--- begin Quoted text ---
Oldskooler Ramblings

the unlikely child born of the home computer wars

Upcoming Trixter Sighting + Retroprogramming

Posted by Trixter on May 15, 2013

June 14-16 you should be able to see me at @party in Boston.  (If anyone is looking to share a hotel room, drop me a line!)  I am scheduled to give a 30-minute version of the PCjr presentation I had worked on for NOTACON, and hopefully enter a compo or two with some oldskool hardware I will be shipping to arrive ahead of me.

Speaking of entering a compo: I really, really dig retroprogramming.  The cool part is, after 10 years of retroprogramming in spare time, my kung fu is getting advanced enough where I not only know how to do what I want in assembly, but I know the fastest possible method to getting it done on the target hardware. For example, I recently implemented a vertical-retrace interrupt in software because the hardware one wasn’t good enough. It’s sick that I know how to do that, but sicker that I know why I need to do that.

I still get a kick out of impressing Jim-of-20-years-ago.

Posted in Demoscene, Programming | 9 Comments »

Journey’s End

Posted by Trixter on April 21, 2013

I was part of the first wave of people tackling the gigantic task of preserving personal computing gaming history in the early 1990s.  (I suppose pirating software in the 1980s counts too, but scanning materials and interviewing people began, for me, in the 1990s.)  Without connecting to others or knowing what was out there, I started to hoard software and hardware where financially possible and appropriate.  I collected software I considered hidden gems, that should be given their due in some public forum before being forgotten.  I grabbed many Tandy 1000s and other early PCs to ensure various works could be run and studied.  I was an original member of the abandonware movement.  I wrote articles on how to get old software running on modern machines, and contributed to software that did the same.  I co-founded the world’s largest gaming database so that information about these works could be consumed and researched by millions.

I did this all before Y2K.  When you’re the only guy shouting in a crowd, you tend to look the lunatic, and that’s pretty much how most of my friends and family saw me.
--- end Quoted text ---
Exercise set:
1. According to the blog excerpt, which event will the author attend on June 14-16?
2. Carry on the blog excerpt from the point where it stops.
The data that comes next is separate from the blog excerpt.
--- begin Data provided ---
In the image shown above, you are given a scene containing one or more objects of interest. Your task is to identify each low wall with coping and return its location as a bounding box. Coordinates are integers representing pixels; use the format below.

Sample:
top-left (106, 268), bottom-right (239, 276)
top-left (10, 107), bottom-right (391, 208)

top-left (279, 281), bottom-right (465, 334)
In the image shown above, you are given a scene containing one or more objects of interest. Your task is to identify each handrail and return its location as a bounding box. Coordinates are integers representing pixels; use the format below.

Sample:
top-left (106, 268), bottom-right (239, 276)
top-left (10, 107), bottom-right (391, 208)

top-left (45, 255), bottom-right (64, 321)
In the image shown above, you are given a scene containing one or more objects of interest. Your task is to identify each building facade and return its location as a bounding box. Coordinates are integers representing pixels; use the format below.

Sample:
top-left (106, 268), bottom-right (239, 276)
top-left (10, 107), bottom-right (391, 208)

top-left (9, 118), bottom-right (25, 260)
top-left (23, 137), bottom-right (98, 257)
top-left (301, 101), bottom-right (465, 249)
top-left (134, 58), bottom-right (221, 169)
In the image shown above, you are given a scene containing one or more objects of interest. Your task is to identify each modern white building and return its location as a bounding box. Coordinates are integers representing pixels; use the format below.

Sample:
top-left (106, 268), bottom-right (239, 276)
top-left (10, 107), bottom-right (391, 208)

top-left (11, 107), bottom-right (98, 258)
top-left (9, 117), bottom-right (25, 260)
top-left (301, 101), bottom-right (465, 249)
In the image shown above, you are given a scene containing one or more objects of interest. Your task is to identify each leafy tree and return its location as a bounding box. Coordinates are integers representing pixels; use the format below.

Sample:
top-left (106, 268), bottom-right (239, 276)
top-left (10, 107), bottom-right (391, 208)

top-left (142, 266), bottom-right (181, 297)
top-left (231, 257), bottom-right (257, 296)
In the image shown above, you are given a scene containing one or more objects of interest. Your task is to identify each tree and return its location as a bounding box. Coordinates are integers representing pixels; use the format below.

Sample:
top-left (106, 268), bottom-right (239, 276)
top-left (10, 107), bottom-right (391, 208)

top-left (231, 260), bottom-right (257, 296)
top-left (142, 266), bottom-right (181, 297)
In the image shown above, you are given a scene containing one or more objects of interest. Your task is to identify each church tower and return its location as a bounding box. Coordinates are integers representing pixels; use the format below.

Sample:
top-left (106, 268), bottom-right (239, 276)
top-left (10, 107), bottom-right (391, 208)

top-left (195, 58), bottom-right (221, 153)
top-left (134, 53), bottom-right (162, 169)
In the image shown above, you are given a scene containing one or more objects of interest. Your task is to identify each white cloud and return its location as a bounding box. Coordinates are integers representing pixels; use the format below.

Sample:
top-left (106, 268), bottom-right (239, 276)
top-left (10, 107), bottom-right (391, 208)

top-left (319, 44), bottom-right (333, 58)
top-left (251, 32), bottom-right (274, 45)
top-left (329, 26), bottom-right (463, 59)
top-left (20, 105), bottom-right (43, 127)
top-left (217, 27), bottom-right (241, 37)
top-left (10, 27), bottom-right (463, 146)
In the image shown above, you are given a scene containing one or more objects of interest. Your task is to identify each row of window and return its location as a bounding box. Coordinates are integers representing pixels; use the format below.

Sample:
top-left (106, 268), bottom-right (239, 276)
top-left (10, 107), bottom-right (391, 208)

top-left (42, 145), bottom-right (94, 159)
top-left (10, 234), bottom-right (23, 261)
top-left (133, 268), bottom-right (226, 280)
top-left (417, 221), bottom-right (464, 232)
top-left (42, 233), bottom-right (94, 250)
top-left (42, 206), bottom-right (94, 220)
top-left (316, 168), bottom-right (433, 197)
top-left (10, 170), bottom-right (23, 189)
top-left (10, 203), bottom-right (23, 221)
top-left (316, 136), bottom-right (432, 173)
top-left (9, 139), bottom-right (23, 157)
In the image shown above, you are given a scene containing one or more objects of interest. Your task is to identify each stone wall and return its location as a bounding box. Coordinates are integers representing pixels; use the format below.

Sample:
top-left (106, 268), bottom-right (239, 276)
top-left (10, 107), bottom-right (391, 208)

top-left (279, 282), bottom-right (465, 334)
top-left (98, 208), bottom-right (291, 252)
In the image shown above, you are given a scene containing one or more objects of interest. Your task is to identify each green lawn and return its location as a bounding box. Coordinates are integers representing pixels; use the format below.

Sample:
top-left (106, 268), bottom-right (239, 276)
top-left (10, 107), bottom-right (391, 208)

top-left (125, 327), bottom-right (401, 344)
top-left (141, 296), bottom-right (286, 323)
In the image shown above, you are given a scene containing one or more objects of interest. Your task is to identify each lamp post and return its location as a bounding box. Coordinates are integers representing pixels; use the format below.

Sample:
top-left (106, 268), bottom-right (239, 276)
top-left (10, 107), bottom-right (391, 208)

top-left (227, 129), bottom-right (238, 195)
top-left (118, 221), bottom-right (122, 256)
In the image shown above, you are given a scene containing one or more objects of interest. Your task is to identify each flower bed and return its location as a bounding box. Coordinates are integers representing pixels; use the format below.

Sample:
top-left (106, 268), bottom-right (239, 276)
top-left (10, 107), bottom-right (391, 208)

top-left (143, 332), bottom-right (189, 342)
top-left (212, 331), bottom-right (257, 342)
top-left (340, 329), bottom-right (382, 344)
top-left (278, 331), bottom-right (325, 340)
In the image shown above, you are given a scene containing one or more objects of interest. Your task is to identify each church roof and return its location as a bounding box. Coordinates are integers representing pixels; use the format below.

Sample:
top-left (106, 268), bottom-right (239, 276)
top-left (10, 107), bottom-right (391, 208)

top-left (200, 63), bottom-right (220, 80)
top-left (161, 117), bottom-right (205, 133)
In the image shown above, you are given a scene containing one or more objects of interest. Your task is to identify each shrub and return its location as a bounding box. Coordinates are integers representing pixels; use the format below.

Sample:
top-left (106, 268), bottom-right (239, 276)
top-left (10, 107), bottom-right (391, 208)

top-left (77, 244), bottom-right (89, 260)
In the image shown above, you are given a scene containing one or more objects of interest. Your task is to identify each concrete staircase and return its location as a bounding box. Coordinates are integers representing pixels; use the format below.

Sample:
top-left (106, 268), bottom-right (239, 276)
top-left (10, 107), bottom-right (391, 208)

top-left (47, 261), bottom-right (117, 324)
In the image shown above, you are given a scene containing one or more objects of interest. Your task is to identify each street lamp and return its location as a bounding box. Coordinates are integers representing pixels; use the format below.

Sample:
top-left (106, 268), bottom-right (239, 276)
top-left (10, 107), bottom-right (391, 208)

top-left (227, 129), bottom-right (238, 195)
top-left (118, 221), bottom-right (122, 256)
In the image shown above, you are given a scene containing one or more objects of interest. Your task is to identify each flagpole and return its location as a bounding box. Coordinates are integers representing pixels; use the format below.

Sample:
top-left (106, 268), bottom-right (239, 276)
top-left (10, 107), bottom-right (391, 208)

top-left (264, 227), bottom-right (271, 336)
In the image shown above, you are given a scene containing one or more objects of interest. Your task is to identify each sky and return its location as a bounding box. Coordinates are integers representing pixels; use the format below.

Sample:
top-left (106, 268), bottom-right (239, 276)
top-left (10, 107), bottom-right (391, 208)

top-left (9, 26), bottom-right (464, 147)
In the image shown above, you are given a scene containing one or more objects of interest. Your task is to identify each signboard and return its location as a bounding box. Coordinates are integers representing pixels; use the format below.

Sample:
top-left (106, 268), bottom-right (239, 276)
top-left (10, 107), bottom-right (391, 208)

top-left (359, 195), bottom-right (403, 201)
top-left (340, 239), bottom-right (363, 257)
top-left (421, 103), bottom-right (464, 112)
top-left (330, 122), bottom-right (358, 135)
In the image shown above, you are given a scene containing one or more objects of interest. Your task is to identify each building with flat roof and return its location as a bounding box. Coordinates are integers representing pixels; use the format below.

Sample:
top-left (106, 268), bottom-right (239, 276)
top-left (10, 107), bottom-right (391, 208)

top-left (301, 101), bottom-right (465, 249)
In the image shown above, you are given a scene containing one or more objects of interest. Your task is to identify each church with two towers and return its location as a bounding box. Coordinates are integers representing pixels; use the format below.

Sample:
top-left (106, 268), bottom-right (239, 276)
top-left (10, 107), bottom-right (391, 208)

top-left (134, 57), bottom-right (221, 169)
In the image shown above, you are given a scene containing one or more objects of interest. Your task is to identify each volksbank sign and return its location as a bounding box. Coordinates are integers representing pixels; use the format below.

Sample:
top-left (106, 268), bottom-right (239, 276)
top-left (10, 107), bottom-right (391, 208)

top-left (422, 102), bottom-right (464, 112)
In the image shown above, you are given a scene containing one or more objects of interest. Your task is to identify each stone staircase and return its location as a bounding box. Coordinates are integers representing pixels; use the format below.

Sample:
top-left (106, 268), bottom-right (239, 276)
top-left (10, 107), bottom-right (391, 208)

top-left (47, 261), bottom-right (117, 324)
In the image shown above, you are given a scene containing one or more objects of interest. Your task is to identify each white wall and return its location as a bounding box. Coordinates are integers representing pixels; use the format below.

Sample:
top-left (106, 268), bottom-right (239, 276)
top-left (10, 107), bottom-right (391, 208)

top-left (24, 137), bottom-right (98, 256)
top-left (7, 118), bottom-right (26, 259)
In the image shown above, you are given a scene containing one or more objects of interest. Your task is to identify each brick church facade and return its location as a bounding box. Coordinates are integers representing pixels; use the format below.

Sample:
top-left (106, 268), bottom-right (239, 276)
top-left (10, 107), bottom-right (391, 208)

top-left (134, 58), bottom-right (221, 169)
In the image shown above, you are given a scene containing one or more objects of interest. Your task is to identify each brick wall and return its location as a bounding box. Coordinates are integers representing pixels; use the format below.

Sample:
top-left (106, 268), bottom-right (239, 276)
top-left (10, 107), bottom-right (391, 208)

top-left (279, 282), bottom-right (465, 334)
--- end Data provided ---
Answers for the exercise:
1. @party in Boston.

2.
Look around the preservation landscape today and much of what I was working towards for years has come to pass.  There are many vintage hardware and software museums, both physical and virtual, including some dedicated to gaming.  There are some wonderful emulators that get closer and closer to the real thing each year.  There are even some curated collections online.  (There are many more curated collections offline, orders of magnitude larger than what is online, but in a decade or so I believe these will move online as well.)  Most importantly, there are established communities that support these efforts.  All in all, I’m pretty happy with how things have turned out.

Looking around all of my possessions inside my home, I see the fallout of what I was trying to accomplish many years ago.  I see no less than five PCjrs, three identical Tandy 1000s, three identical IBM PC 5150s, and multiples of Macs, Apples, C64s, and Amigas.  I see crates and bookshelves and closets filled with hardware and software.  I see clutter where there should be a nice desk for displaying a computer in a respectful way, or an easy chair for reading or watching TV.  It’s too much.  It’s time to let most of it go, and focus like a laser on the things that are the most important.  I will be disseminating most of my collection, both software and hardware, in the following year.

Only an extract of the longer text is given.